### What is expected
Please give the listing again, word for word, with nothing left out.

(Coordinate labeling data)
>>>>>

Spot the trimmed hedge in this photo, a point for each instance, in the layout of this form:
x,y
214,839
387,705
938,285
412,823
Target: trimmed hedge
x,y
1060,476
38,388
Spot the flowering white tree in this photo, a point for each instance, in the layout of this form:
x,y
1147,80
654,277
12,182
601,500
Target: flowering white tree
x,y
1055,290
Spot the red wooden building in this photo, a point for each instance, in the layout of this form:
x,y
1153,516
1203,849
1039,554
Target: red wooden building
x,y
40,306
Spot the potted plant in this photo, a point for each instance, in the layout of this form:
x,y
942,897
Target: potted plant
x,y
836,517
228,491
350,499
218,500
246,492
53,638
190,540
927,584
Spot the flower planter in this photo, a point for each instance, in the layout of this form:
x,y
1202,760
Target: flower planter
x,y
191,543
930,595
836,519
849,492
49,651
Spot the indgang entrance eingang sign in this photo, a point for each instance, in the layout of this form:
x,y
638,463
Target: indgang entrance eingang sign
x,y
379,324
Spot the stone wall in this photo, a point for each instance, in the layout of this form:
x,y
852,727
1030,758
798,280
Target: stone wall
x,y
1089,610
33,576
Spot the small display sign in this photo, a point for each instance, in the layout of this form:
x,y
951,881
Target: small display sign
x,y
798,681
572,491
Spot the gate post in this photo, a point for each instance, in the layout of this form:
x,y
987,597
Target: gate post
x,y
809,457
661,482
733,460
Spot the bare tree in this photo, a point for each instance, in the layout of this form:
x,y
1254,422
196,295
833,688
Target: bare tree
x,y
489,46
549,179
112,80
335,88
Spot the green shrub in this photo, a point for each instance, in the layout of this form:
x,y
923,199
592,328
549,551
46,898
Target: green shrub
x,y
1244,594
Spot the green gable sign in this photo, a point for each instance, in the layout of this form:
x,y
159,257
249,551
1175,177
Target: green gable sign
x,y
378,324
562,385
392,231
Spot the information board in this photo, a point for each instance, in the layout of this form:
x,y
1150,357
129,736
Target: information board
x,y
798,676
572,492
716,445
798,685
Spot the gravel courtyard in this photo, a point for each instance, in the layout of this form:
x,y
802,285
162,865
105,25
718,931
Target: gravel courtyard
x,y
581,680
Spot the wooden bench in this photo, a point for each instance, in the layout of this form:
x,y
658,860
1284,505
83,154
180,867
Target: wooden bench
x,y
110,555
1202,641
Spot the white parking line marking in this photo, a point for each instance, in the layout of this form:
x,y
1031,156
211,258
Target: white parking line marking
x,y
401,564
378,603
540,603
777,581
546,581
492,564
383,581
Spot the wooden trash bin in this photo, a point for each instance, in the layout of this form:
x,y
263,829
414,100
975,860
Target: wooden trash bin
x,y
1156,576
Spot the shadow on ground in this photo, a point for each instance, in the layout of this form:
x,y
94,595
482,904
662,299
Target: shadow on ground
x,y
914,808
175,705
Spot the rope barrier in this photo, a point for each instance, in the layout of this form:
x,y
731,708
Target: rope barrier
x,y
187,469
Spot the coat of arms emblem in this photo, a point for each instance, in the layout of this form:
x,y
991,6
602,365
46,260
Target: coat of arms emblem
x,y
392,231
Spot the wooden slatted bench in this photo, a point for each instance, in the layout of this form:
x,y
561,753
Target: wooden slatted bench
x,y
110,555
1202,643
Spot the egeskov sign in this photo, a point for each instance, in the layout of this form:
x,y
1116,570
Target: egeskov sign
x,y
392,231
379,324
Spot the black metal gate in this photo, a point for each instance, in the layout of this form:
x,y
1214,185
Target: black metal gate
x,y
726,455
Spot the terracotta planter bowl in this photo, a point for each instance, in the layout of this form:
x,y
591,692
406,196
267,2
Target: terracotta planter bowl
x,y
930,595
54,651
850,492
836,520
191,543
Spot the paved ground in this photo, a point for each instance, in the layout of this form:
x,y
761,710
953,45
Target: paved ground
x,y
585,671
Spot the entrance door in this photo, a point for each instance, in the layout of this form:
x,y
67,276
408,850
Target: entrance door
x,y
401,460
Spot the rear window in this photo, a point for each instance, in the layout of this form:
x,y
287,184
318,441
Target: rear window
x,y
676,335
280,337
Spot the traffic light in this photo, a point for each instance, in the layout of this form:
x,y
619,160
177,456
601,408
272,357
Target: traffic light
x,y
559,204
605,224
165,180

<<<<<

### Exercise answer
Spot the trimmed hedge in this photo, a point for each instance, in the layout of this form:
x,y
214,839
387,705
938,285
412,823
Target: trimmed hedge
x,y
1060,476
38,388
Spot the flowering white tree in this photo, a point for each instance, in the layout of this form:
x,y
1147,80
654,277
12,182
601,500
Target: flowering white tree
x,y
1055,290
Spot the red wooden building in this photo, a point for each instance, in the layout of this form:
x,y
1153,516
1203,849
1039,554
Target: red wooden building
x,y
40,306
Spot the potted plant in this photo, a point for each instance, in the layout of this form:
x,y
942,897
Target: potted plant
x,y
836,517
228,491
350,499
218,500
246,492
53,638
190,540
927,584
Spot the flower planter in this photo, a point for each instance, in the layout of this form:
x,y
1202,760
Target: flower planter
x,y
191,543
930,595
836,519
849,492
49,651
Spot the indgang entrance eingang sign in this photo, a point for each instance, in the layout of this form:
x,y
638,463
Target: indgang entrance eingang sign
x,y
379,324
Spot the stone wall in this photo, a point for each instance, in the layout of this form:
x,y
852,727
1030,758
798,280
Target: stone wall
x,y
1089,610
33,576
Spot the small display sign in this photo, a point for each instance, in the layout of this form:
x,y
951,881
Target: small display sign
x,y
798,681
572,491
Spot the gate post in this photo, a point for each instance, in the layout of this form:
x,y
987,597
Target: gate post
x,y
809,457
661,482
733,460
Spot the bare tree in this photo, a point for each instance, in the layout of this form:
x,y
1254,422
196,295
833,688
Target: bare tree
x,y
489,46
549,179
112,80
335,88
Spot the green shrub in this photo, a point for each instance, in the layout of this form:
x,y
923,199
592,328
549,551
46,898
Target: green shrub
x,y
1244,594
Spot the green gable sign in this photo, a point for each instance, in the layout of this form:
x,y
159,257
249,551
1175,177
Target: green gable sign
x,y
378,324
562,385
392,231
Spot the information board in this photo, a point for each instance, in the layout of this form:
x,y
1150,357
129,736
Target: information board
x,y
798,676
572,492
716,445
798,685
Spot the gravel courtyard in this photo, a point for each instance, in the layout of this form:
x,y
802,285
162,865
105,25
718,931
Target: gravel courtyard
x,y
581,680
Spot the wooden bench in this photo, a point for each instance, in the layout of this form:
x,y
658,860
1284,505
83,154
180,867
Target: wooden bench
x,y
110,555
1202,641
Spot the white parking line marking in this photo, a point for each instance, in the layout of this form:
x,y
1031,156
211,258
Target: white parking line marking
x,y
401,564
378,603
540,603
777,581
546,581
492,564
383,581
Spot the wooden trash bin in this photo, a point for each instance, in the layout of this form:
x,y
263,829
414,100
975,860
Target: wooden trash bin
x,y
1156,576
Spot the shadow on ground in this photo, a point for each instance, in the layout of this form:
x,y
94,595
482,904
662,299
Target: shadow on ground
x,y
914,808
175,705
Spot the rope barrier in this photo, a point for each instance, in the layout of this form:
x,y
731,708
Target: rope barrier
x,y
187,469
Spot the coat of arms emblem in this photo, a point for each instance, in the layout of this form:
x,y
991,6
602,365
46,260
Target: coat of arms emblem
x,y
392,231
Spot the wooden slatted bench in this photo, a point for each instance, in the layout of this form:
x,y
561,753
Target: wooden slatted bench
x,y
110,555
1202,643
Spot the egeskov sign in this photo, a point for each instance, in the layout of this form:
x,y
1116,570
Target: egeskov sign
x,y
392,231
379,324
Spot the black metal gate in this photo, a point for each instance, in the layout of this form:
x,y
1214,185
Target: black metal gate
x,y
726,455
Spot the terracotta planter bowl in this photo, a point for each instance, in the layout of this form:
x,y
591,692
406,196
267,2
Target: terracotta planter bowl
x,y
930,595
54,651
850,492
836,520
191,543
Spot the paved ground in this photo, a point for each instance, in the layout of this form:
x,y
761,710
953,45
Target: paved ground
x,y
585,671
Spot the entrance door in this photo, a point for each instance, in the layout of this form:
x,y
67,276
408,850
Target: entrance door
x,y
401,460
Spot the rear window in this photo, a point for each instance, in the layout of this form:
x,y
287,184
318,441
Target: rear window
x,y
676,335
280,337
Spot the traffic light in this photo, a point for each instance, in the layout of this form:
x,y
619,160
177,456
601,408
272,357
Target: traffic light
x,y
559,204
605,224
165,180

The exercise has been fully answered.